Stated task: Could you reproduce the data below, starting at the line that contains "q: front wheel" and continuing through the end, with every line kept, requests included, but each coordinate in the answers multiplied by 2.55 and rounded to a whole number, with halves rounded up?

Records provided:
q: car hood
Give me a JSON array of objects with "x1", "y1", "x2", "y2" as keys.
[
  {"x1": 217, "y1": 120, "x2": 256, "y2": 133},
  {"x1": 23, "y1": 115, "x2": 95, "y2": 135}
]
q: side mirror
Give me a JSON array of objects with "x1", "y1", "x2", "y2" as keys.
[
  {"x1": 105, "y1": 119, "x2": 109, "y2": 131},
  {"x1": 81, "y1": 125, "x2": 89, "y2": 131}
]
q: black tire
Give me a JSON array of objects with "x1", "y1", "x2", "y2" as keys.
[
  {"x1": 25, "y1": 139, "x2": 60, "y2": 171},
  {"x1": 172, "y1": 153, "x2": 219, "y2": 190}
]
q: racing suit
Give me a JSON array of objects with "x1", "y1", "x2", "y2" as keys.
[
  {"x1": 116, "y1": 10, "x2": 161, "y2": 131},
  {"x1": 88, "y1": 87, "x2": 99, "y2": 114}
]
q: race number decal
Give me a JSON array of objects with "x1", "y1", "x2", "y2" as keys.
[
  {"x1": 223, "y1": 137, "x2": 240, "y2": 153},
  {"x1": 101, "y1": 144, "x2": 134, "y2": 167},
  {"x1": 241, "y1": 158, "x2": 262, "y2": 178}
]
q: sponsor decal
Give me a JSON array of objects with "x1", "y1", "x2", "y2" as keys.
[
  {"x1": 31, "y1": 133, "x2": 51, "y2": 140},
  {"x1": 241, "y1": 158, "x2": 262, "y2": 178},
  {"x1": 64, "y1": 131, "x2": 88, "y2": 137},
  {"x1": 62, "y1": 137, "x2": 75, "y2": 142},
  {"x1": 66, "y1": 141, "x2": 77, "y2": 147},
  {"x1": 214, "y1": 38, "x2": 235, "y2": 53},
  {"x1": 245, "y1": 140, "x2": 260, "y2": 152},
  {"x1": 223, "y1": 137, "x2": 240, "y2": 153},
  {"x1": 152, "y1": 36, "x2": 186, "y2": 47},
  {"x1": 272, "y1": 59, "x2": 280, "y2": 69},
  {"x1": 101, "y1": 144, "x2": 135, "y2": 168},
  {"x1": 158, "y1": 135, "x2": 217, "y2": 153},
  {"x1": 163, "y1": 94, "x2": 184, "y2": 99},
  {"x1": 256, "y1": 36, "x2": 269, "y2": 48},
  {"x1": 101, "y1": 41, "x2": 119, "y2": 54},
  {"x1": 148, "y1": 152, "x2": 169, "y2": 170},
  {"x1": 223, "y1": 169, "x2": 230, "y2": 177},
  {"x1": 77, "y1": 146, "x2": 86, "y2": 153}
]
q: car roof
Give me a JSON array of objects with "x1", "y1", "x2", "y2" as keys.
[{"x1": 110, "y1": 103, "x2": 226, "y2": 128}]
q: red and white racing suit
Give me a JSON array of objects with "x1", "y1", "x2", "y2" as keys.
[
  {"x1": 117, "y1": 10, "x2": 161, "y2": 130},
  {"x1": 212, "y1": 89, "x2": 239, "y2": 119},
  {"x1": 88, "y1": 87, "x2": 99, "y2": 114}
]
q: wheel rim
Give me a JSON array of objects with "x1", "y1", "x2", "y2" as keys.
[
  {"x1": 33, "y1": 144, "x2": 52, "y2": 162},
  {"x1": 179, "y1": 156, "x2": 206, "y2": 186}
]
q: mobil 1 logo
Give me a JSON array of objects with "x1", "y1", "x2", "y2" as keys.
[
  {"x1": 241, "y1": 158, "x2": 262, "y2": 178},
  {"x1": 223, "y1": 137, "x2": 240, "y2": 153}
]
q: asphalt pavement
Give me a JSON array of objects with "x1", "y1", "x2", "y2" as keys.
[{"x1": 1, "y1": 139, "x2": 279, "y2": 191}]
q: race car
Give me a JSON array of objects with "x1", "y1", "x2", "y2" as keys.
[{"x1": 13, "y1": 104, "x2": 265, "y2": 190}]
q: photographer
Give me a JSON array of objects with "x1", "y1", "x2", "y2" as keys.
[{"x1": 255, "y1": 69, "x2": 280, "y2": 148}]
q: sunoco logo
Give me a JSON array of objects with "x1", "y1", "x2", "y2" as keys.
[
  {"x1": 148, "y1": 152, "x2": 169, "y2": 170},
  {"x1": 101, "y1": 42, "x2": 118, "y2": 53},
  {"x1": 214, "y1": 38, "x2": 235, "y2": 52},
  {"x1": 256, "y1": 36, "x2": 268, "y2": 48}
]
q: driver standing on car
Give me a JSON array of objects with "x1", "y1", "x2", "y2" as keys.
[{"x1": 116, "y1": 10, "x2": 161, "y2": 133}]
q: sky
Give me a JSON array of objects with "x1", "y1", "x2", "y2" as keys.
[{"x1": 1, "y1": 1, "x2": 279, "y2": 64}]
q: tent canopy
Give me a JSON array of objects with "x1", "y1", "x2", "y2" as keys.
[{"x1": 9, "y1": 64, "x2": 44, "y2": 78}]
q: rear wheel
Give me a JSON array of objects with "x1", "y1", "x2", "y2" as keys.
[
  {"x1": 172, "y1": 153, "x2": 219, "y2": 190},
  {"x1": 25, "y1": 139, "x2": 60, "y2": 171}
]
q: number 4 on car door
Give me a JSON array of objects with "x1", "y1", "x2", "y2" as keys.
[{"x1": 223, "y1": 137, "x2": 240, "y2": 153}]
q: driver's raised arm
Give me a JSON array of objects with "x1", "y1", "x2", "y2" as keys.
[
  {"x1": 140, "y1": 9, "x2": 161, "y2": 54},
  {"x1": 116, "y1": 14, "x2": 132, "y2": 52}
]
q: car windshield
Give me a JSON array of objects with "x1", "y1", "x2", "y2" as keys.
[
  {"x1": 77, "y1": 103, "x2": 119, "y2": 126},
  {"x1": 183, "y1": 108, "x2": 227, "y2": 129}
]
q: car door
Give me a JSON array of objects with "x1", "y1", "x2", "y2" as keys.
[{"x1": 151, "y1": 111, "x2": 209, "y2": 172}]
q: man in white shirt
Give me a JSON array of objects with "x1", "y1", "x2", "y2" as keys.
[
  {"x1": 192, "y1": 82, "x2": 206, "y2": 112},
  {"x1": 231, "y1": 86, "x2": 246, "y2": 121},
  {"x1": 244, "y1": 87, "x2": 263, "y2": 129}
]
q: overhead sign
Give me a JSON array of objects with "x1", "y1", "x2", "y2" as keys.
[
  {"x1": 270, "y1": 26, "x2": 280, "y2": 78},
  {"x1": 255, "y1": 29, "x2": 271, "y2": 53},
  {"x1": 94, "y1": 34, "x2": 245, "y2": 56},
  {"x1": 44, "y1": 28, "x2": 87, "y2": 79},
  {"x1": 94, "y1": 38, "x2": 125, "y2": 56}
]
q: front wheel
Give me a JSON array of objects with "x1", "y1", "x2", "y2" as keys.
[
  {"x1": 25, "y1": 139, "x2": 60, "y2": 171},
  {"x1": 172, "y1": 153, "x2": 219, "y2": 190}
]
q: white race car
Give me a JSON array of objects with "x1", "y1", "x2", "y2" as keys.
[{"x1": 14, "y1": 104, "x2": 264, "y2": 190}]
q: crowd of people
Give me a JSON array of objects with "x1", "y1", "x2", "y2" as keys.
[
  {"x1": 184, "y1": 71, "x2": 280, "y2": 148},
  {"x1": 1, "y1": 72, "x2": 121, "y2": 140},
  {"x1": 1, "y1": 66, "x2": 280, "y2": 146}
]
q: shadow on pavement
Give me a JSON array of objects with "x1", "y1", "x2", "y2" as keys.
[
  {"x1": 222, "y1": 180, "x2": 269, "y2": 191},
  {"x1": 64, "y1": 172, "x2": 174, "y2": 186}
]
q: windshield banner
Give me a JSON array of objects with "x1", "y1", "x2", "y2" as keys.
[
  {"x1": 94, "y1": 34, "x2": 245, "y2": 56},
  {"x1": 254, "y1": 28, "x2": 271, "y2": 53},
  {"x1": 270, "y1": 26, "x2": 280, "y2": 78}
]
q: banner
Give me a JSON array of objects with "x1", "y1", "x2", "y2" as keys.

Finished answer:
q: front wheel
Give me a JSON array of objects with "x1", "y1", "x2", "y2" as keys.
[
  {"x1": 64, "y1": 354, "x2": 153, "y2": 436},
  {"x1": 439, "y1": 390, "x2": 558, "y2": 485}
]
q: white race car
Give me a JSON array of objects with "x1", "y1", "x2", "y2" as keys.
[{"x1": 36, "y1": 265, "x2": 673, "y2": 485}]
q: crowd of people
Give me a JSON array of objects with "x1", "y1", "x2", "y2" as keys.
[
  {"x1": 469, "y1": 181, "x2": 714, "y2": 377},
  {"x1": 3, "y1": 184, "x2": 309, "y2": 357},
  {"x1": 3, "y1": 168, "x2": 714, "y2": 372}
]
q: shadow on pavement
Give me a JSON array of objects with "x1", "y1", "x2", "y2" as keys.
[
  {"x1": 566, "y1": 459, "x2": 686, "y2": 487},
  {"x1": 163, "y1": 439, "x2": 444, "y2": 474}
]
q: windshield banner
Give me a JSON array of objects with "x1", "y1", "x2", "y2" as keys.
[
  {"x1": 240, "y1": 87, "x2": 625, "y2": 143},
  {"x1": 648, "y1": 71, "x2": 691, "y2": 135},
  {"x1": 689, "y1": 66, "x2": 714, "y2": 199}
]
q: banner
Give me a JSON array of objects with "x1", "y1", "x2", "y2" as keys.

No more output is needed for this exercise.